WORK INSTRUCTIONS >>
For every entry below, give an exact repeat and leave out the pictures.

RECORDED INFORMATION >>
_ _ _ _
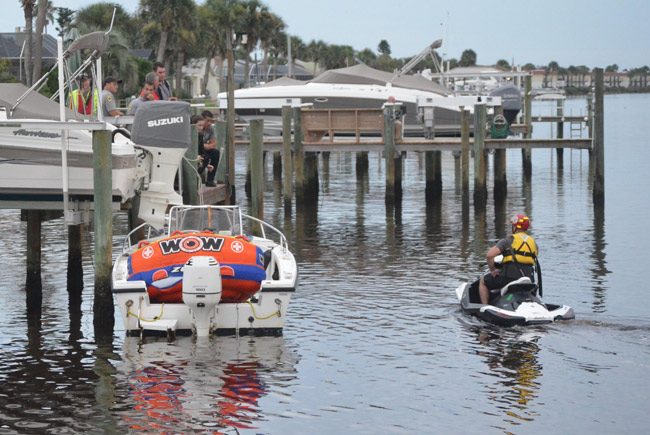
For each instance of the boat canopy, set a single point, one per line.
(34, 106)
(284, 81)
(362, 74)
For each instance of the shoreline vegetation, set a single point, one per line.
_ _ _ _
EXERCISE ANSWER >>
For each instance of the boat canopy, set a single point, one per line.
(34, 106)
(284, 81)
(362, 74)
For each instance of the shoreline vegetation, set a single point, one per line.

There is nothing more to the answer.